Older adults who find getting a good night's sleep increasingly difficult might want to consider a technique known as mindfulness meditation, a study suggests.

Mindfulness meditation is a program that aims to help people pay better attention to what they are feeling physically and mentally at any given moment, researchers explain.

For the study, University of Southern California researchers focused on 49 women and men in their 60's who reported experiencing sleep problems but had not been diagnosed with a sleep disorder.

Half were enrolled in a standard sleep education program while the other half were taught mindful awareness practices.

For 2 hours a week the mindful group learned a number of practices including mindful sitting, eating, meditation and movement. They were encouraged to practice what they were taught in their own home environment. Any discussion of sleep or sleep problems was avoided during the study, the researchers said.

"A lot of individuals who are undergoing sleep problems don't want to talk about their sleep anymore. It just further exacerbates their issue," says study author David S. Black. "I wanted to look at a program where you wouldn't have to talk about sleep and it would indirectly remediate some of those problems that go along with sleep, like worrying about it."

After 6 weeks, participants in the mindfulness group showed greater improvements in their sleep compared to those in the sleep education group, the researchers reported.

DATA SUPPLIED:
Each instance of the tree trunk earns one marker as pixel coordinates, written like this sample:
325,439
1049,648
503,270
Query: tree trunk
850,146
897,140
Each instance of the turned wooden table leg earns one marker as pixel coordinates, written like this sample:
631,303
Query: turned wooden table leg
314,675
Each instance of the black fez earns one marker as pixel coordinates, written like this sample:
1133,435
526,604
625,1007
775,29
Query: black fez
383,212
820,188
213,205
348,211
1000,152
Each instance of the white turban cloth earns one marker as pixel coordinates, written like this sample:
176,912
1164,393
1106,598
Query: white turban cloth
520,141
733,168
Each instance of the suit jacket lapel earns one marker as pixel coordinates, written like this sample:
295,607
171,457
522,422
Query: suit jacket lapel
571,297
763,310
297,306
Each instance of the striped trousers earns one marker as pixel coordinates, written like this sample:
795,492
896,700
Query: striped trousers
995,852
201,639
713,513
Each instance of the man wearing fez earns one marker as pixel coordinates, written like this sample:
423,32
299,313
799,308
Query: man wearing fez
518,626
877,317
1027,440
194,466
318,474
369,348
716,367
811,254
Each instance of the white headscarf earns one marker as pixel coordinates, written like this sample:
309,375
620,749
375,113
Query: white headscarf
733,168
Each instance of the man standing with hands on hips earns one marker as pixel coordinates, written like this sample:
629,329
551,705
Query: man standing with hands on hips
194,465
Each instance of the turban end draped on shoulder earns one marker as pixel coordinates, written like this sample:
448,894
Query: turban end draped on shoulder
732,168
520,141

ABOUT THIS EXERCISE: Carry on the article on mindfulness meditation and sleep in older adults from its final sentence.

RESPONSE TO THE TASK:
Greater improvements in symptoms of insomnia, depression and fatigue were also experienced by people in the mindfulness group, they said.

"Mindfulness meditation may be introduced to older adults as a short-term solution to remediate their moderate sleep disturbances," wrote the researchers, noting that mindfulness programs are often accessible within communities and are usually available at a low cost.

Such programs could serve as an easy, inexpensive intervention for people who, like those in the study, don't have more serious diagnosed sleep problems, Black says.

"This trial was intended for the majority of older adults who face sleep problems but do not have a clinical diagnosis of insomnia," he says. "It opens it up to a broader audience."

Sleep disturbances are a medical and public health concern for America's aging population, with estimates that 50 percent of people 55 years and older have some sort of sleep problem.